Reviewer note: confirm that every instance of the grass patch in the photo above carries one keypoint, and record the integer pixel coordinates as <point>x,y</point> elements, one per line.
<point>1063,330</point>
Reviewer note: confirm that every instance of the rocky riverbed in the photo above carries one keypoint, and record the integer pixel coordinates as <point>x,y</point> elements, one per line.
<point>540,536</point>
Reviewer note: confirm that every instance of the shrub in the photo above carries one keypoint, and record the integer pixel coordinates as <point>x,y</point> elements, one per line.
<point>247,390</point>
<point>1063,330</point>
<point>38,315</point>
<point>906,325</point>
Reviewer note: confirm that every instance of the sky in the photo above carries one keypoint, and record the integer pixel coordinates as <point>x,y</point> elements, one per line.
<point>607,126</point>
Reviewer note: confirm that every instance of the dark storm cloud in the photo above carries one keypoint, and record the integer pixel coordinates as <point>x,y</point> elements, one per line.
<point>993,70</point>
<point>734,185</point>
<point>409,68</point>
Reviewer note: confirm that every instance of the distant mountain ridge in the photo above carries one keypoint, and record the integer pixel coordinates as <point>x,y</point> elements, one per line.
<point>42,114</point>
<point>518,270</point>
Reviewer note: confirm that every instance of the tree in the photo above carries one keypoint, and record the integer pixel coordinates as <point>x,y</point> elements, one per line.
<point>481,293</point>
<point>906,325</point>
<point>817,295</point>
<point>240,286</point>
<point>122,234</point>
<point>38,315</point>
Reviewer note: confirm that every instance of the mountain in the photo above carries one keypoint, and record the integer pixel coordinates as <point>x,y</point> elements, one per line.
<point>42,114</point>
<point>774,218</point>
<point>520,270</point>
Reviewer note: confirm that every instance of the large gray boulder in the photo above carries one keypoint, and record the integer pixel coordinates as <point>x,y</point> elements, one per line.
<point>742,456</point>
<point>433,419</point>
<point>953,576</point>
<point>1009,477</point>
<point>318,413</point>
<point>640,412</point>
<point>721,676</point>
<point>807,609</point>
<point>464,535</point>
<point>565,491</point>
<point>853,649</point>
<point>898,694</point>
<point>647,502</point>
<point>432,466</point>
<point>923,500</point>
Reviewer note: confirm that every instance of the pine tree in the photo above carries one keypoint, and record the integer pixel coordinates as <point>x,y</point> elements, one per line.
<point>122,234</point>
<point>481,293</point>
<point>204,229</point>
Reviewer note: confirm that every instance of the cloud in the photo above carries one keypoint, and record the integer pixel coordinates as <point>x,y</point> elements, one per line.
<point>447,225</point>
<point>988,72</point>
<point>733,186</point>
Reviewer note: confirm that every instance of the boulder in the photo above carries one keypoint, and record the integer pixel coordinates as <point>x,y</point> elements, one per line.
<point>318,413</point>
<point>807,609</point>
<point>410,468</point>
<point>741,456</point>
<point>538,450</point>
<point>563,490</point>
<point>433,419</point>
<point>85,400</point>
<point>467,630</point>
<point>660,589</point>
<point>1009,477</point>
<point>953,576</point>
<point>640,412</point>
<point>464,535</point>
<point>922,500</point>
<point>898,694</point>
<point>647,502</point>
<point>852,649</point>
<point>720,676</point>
————————
### Activity:
An exact reproduction of all the records is required.

### Answer to the exercise:
Reviewer note: confirm that every instance of the grass patch in the photo above carries one keypoint, and record the integer pixel coordinates as <point>x,y</point> elements, one per line.
<point>1063,330</point>
Reviewer note: confirm that every instance of the rocky riverbed in the photo above carries one keypoint, and record the integer pixel coordinates as <point>x,y</point> elements, one per line.
<point>540,536</point>
Reviewer note: confirm that every instance of the shrub in the photo above carries one keypoint, and record the integer pixel coordinates as <point>x,y</point> elements, one per line.
<point>247,390</point>
<point>1063,330</point>
<point>38,315</point>
<point>906,325</point>
Reviewer note: confirm that every instance of the sky in the photo above carries one keypoint, and record the integer pixel coordinates as <point>x,y</point> elements, one per line.
<point>607,126</point>
Reviewer note: confirm that every instance of the dark storm cloud in the photo above carries one keypoint, and record the integer pixel coordinates as <point>x,y</point> elements, one per line.
<point>993,70</point>
<point>734,185</point>
<point>409,68</point>
Reviewer note: confirm that every instance of the distant mountain ridge in the photo above carries one keypoint, and record the integer pixel coordinates as <point>x,y</point> elements, one per line.
<point>42,114</point>
<point>518,270</point>
Reviewer note: confirm that every instance of the tree in the photo above carries one keypoint, and record the integer pixel coordinates as <point>x,y</point> elements, one per line.
<point>481,293</point>
<point>906,325</point>
<point>817,295</point>
<point>240,286</point>
<point>122,234</point>
<point>38,315</point>
Reviewer note: confirm that every instance of the mountain in the photo above carries one keypoint, and record the integer pixel coordinates as <point>x,y</point> elements, one per line.
<point>42,114</point>
<point>774,218</point>
<point>520,270</point>
Reviewer note: confirm that every instance of the large gray boulder in the photo above carries one keypoint, and record the integer pixel coordinates as <point>x,y</point> elements, one per line.
<point>742,456</point>
<point>433,419</point>
<point>953,576</point>
<point>1009,477</point>
<point>318,413</point>
<point>640,412</point>
<point>721,676</point>
<point>807,609</point>
<point>464,535</point>
<point>565,491</point>
<point>853,649</point>
<point>898,694</point>
<point>647,502</point>
<point>432,466</point>
<point>923,500</point>
Reviewer note: confirm that every instance of the pine tree in the photo above carries one keypoint, and record the integer pixel coordinates as <point>x,y</point> elements, one per line.
<point>122,234</point>
<point>481,293</point>
<point>204,229</point>
Reviewer note: confirm that every instance of the cloud in the photo above carries one keypoint, and record the integer pixel coordinates as <point>x,y</point> elements, one per line.
<point>447,225</point>
<point>988,72</point>
<point>733,186</point>
Reviewer note: confirm that every instance of the boulder in the photo above carries one keypoint, and record the integer pixel coordinates as <point>x,y</point> elements, one per line.
<point>318,413</point>
<point>807,609</point>
<point>410,468</point>
<point>741,456</point>
<point>538,450</point>
<point>563,490</point>
<point>433,419</point>
<point>85,400</point>
<point>467,630</point>
<point>660,589</point>
<point>1009,477</point>
<point>953,576</point>
<point>640,412</point>
<point>464,535</point>
<point>922,500</point>
<point>898,694</point>
<point>647,502</point>
<point>852,649</point>
<point>720,676</point>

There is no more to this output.